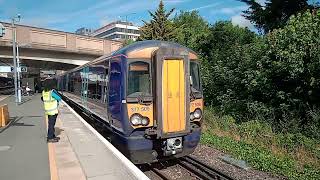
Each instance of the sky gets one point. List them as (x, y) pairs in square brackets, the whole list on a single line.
[(69, 15)]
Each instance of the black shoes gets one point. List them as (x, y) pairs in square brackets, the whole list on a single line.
[(53, 140), (57, 138)]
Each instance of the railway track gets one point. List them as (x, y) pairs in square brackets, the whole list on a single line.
[(202, 170), (190, 164)]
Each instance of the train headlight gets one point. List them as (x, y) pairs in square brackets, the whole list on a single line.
[(136, 119), (197, 114), (191, 116), (145, 121)]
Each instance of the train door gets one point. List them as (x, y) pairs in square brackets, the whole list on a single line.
[(171, 72)]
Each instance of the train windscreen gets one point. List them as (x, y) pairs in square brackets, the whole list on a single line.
[(195, 77), (139, 79)]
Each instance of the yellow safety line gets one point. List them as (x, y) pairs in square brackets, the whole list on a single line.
[(52, 159)]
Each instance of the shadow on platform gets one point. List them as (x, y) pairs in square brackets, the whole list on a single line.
[(58, 131)]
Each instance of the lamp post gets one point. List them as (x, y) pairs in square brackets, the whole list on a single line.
[(14, 41)]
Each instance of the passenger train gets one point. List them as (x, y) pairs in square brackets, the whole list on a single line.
[(147, 96)]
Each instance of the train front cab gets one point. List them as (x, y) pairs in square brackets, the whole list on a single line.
[(163, 104)]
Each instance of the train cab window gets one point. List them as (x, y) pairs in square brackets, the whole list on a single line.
[(195, 77), (139, 79)]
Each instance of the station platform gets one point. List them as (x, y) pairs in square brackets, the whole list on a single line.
[(82, 153)]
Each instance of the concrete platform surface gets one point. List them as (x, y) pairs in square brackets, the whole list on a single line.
[(23, 146), (81, 152)]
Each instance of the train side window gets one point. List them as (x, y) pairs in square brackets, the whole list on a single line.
[(114, 82), (139, 79)]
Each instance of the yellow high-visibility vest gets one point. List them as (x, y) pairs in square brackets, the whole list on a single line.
[(50, 104)]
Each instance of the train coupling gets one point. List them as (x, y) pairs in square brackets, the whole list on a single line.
[(172, 146)]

· · · ·

Revise all of the records above, changing every "gets one point" to "receives one point" and leaving everything else untouched. Omit the pictures from your answer.

Each instance of the sky receives one point. List them as (x, y) pairs in square brackets, the whole list on a single line.
[(69, 15)]
Each instance of the black shoes receives one point. List them as (x, y) pairs in square brackets, the whole list on a single line.
[(53, 140), (57, 138)]
Each instance of the railway track receives one point. List them as (x, y) pairs in square brackets, the whole list on a single line.
[(202, 170), (190, 164)]
Each instance of the train headlight receives one point. List them as (x, y) pairs in square brackets, the whole list on a single line.
[(136, 119), (197, 114), (191, 116), (145, 121)]
Each instance of the train door receives one point. List them as (x, y) pairs in square brackets, the whole list on a single line.
[(171, 72)]
Each instance of the train windscreen receives one point. List them as (x, y) pairs in square brackets, the whole list on a single line.
[(195, 77), (139, 79)]
Each instance of the yellow safety line receives one point. List them as (x, y) pairs in square brackets, the whole list on a single line.
[(52, 159)]
Each instance of the shadow on platform receives one point. List them as (x, y) pairs in square brackets, the whole list on a single line.
[(58, 131)]
Each instance of the lamp post receives one point. List them as (x, y) pairs in square brackets, the whole list on a single line.
[(14, 41)]
Each instance of the passenger train receives one point. List them as (x, y) pairs in square brackets, the whole list on a single line.
[(147, 96)]
Each instance of the train front cab receives one point. List them as (x, y) pairs in square brackets, the whole list on a single line.
[(163, 104)]
Each instance of the train cab window receives one point. List them as (x, y) pairs in square brackets, the whole list on a single line.
[(195, 77), (139, 79)]
Each instance of the station platform receives one point. List them as (x, y) pairs in square brackets, the whole list on a single line.
[(82, 153)]
Each instance of the concrete platform surface receives one point. List them as (x, y) pairs in square brackets, the whole list on a single line.
[(23, 146), (81, 152)]
Each instance of the train side window receives one point. List them as (x, y) pairs in square brackets, the whole list on a single line.
[(114, 82), (139, 79)]
Each instance of the yellow high-visibility vest receives one point. List them as (x, y) pairs in square brackets, the whole list on a single line.
[(50, 104)]
Each instance of the train coupling receives one point. List them as (x, y) pairs in square brackets, the whole list on a single line.
[(172, 146)]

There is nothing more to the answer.